- 2004 DVD box cover by 2 Entertain
- Genre: Documentary television
- Written by: David Attenborough
- Presented by: David Attenborough
- Theme music composer: Terry Oldfield
- Composer: Terry Oldfield
- Country of origin: England
- Original languages: English, Spanish
- No. of series: 1
- No. of episodes: 4

Production
- Executive producer: Mike Salisbury
- Producers: Mike Salisbury, Neil Nightingale
- Cinematography: Graham Frake
- Editor: Colin Cradock
- Camera setup: Stephen Bolwell, Jim Harris
- Production companies: BBC Bristol, TBS

Original release
- Network: BBC Two
- Release: 23 April – 14 May 1989

Related
- The First Eden (1987); The Trials of Life (1990);

= Lost Worlds, Vanished Lives =

Lost Worlds, Vanished Lives is a 1989 four-part BBC documentary series concerning the discovery of fossils. It is written and presented by David Attenborough, produced by Mike Salisbury, and was originally broadcast on BBC Two in April 1989. It was co-produced by TBS and aired on that channel in April 1991. Lost Worlds, Vanished Lives was made between the second and third installments of Attenborough's Life series: The Living Planet and The Trials of Life, respectively. The study of rocks and their ancient secrets was something of a boyhood passion for David Attenborough. In this series, his enthusiasm for the subject is undiminished. With the help of expert palaeontologists, fossil hunters and (for the time) modern animation techniques, Attenborough attempts to show how life evolved in Earth's distant past. To do so, he travels the globe to visit the world's most famous fossil sites.

Task to carry out:
List every person named under the Production heading of the article, giving each name only once.

Given data:
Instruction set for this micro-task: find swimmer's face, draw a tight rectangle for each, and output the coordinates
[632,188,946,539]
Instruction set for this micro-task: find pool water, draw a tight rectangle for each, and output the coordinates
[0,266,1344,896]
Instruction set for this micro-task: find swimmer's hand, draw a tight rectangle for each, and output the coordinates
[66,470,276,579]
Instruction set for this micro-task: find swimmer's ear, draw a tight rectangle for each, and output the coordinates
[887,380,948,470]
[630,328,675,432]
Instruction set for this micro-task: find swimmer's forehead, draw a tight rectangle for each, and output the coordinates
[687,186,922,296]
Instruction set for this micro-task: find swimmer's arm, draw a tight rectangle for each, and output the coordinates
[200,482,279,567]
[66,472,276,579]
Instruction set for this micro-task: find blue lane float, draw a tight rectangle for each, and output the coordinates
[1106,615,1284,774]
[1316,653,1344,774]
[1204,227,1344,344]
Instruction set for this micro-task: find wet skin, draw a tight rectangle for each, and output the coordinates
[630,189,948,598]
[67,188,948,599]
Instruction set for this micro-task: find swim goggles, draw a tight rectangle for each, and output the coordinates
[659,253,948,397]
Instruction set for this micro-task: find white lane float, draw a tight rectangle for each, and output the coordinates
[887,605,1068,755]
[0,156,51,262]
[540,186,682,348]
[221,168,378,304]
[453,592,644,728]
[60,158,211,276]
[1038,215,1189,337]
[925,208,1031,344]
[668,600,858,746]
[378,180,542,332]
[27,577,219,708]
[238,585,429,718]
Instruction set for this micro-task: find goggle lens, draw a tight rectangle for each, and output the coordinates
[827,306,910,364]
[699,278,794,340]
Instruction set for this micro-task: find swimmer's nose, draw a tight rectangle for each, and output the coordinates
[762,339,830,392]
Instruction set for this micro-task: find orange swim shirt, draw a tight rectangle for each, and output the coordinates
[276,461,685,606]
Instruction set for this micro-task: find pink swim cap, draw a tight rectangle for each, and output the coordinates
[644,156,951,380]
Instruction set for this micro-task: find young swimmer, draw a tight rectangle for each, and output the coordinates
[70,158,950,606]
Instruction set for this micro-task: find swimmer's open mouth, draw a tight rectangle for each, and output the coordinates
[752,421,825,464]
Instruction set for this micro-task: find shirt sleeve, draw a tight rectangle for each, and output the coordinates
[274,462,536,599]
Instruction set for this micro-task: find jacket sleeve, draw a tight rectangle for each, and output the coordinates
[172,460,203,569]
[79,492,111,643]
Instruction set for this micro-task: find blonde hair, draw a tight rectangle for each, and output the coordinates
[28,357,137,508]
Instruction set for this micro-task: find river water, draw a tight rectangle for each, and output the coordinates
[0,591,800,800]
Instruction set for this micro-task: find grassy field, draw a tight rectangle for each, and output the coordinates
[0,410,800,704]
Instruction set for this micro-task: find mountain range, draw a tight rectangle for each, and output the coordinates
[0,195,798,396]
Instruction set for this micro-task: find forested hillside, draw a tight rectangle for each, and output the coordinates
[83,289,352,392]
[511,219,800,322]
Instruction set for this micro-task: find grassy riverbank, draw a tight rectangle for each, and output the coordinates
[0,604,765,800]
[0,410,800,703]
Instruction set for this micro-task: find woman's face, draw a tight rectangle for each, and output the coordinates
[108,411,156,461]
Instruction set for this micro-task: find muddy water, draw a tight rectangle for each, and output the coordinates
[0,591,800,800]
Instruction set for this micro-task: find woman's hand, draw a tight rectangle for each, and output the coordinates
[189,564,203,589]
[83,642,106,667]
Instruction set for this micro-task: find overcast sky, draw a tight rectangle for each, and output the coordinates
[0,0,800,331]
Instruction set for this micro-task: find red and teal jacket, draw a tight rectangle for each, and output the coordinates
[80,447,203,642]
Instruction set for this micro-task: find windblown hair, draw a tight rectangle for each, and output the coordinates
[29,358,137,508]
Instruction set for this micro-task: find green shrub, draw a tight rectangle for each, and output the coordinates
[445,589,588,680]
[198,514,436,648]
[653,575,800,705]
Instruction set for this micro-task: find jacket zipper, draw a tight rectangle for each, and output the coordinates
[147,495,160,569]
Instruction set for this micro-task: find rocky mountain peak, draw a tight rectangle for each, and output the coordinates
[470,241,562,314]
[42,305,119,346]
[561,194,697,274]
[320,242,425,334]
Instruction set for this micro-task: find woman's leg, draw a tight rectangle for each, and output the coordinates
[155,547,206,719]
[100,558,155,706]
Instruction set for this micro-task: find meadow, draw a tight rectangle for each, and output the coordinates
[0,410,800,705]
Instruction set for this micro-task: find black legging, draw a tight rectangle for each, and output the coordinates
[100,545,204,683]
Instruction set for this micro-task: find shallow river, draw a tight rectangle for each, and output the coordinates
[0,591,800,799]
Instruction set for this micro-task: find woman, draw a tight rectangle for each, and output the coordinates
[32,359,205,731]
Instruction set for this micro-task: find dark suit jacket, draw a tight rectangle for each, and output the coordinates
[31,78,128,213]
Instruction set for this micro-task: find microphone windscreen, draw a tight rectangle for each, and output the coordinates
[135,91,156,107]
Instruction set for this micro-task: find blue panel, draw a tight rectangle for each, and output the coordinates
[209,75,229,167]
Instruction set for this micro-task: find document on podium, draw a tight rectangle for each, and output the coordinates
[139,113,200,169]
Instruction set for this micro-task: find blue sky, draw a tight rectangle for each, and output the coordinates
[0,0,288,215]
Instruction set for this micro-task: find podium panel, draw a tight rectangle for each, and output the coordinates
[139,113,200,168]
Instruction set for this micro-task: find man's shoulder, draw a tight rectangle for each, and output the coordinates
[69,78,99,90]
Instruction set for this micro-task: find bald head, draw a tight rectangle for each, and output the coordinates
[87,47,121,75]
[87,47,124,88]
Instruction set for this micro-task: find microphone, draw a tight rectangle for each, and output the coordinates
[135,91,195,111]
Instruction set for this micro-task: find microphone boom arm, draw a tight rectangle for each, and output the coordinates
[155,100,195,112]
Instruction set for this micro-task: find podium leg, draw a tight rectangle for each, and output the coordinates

Correct result:
Mike Salisbury, Neil Nightingale, Graham Frake, Colin Cradock, Stephen Bolwell, Jim Harris